Your assignment: Make an exact copy of every entry below, with the pictures left out.

Data:
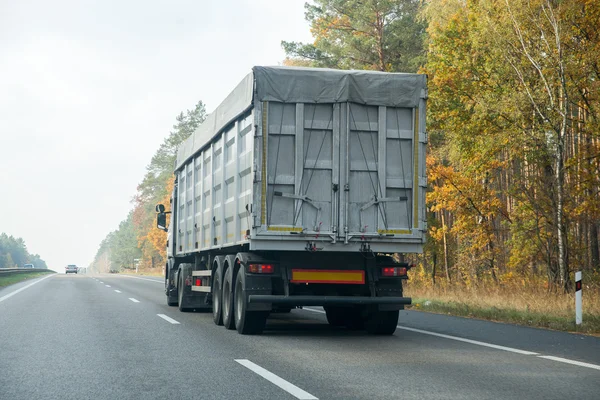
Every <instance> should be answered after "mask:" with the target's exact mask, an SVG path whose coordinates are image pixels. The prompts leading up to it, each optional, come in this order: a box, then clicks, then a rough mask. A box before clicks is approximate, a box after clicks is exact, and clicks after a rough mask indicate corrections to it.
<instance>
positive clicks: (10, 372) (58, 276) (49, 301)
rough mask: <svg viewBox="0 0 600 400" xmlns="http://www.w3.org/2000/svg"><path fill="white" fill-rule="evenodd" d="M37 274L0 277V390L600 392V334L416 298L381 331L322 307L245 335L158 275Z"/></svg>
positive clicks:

Task result:
Every <instance> should be answered after "mask:" with the target's exact mask, an SVG path whose coordinates are image pixels. The prompts leading up to it, each optional, come in this order: a box, then clicks, then a rough mask. A box before clicks is approximate, a box after clicks is exact, and clicks after a rough mask indicate corrections to it.
<instance>
positive clicks: (10, 372) (58, 276) (49, 301)
rough mask: <svg viewBox="0 0 600 400" xmlns="http://www.w3.org/2000/svg"><path fill="white" fill-rule="evenodd" d="M37 274L0 277V390L600 392V334L416 298L381 331L322 307L245 335L158 275Z"/></svg>
positive clicks:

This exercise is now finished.